Testo:
+--

LA CORTE SUPREMA DI CASSAZIONE

SEZIONE SESTA CIVILE

SOTTOSEZIONE 2

Composta dagli Ill.mi Sigg.ri Magistrati:

Dott. PETITTI Stefano – rel. Presidente –

Dott. GIUSTI Alberto – Consigliere –

Dott. PICARONI Elisa – Consigliere –

Dott. CORRENTI Vincenzo – Consigliere –

Dott. SCALISI Antonino – Consigliere –

ha pronunciato la seguente:

SENTENZA

sul ricorso proposto da:

M.C., + ALTRI OMESSI

– ricorrenti –

contro

MINISTERO DELL’ECONOMIA E DELLE FINANZE, in persona del Ministro pro

tempore, rappresentato e difeso dall’Avvocatura generale dello

Stato, presso i cui uffici in Roma, via dei Portoghesi n. 12, è

domiciliato per legge;

– controricorrente e ricorrente incidentale –

avverso il decreto della Corte d’appello di Perugia n. 570/2014,

depositato il 31 marzo 2014.

+--

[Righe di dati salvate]
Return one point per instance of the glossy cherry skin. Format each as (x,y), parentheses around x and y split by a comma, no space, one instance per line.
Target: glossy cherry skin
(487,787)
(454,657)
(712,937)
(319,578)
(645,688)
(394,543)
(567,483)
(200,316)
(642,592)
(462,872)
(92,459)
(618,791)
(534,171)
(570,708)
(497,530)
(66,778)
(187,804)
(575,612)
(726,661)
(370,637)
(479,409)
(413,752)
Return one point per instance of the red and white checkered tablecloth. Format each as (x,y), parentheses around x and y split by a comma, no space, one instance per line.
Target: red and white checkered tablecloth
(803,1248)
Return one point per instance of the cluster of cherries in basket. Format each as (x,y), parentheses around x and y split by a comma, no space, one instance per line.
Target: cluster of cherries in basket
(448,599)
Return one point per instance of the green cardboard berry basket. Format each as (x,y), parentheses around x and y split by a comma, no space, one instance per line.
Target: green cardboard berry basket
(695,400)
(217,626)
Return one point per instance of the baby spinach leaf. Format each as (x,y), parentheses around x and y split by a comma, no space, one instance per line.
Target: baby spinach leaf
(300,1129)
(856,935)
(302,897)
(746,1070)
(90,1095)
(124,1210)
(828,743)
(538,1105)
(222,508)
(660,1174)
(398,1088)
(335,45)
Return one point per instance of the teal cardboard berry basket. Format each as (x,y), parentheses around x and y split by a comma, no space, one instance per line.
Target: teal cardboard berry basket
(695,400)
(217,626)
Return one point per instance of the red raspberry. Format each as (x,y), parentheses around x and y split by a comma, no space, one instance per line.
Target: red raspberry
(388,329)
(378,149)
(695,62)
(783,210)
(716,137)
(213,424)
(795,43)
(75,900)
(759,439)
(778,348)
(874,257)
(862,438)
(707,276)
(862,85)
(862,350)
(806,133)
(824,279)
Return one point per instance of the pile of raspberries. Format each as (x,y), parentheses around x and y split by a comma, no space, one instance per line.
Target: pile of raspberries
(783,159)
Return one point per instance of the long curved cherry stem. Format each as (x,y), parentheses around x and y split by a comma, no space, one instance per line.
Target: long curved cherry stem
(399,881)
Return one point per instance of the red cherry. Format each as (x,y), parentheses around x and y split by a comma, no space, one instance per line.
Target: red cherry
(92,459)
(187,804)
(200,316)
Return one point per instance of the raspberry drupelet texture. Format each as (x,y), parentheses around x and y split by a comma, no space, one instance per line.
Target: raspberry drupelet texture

+--

Compito richiesto A: Elenca tutti i magistrati che compongono la Corte nel testo sulla sentenza di Cassazione.
Compito richiesto B:
Per ciascuna affermazione indica se concorda con il testo sulla sentenza di Cassazione. Rispondi sì o no e cita le parole del testo che lo stabiliscono.
(i) Il Ministero dell'Economia e delle Finanze è difeso dall'Avvocatura generale dello Stato.
(ii) Il decreto impugnato è della Corte d'appello di Roma.
(iii) Il decreto impugnato è stato depositato il 31 marzo 2014.
Le righe provengono da un'altra fonte.

Risposta attesa A:
- Petitti Stefano
- Giusti Alberto
- Picaroni Elisa
- Correnti Vincenzo
- Scalisi Antonino

Risposta attesa B:
(i) Sì: "rappresentato e difeso dall’Avvocatura generale dello Stato".
(ii) No: "avverso il decreto della Corte d’appello di Perugia n. 570/2014".
(iii) Sì: "depositato il 31 marzo 2014".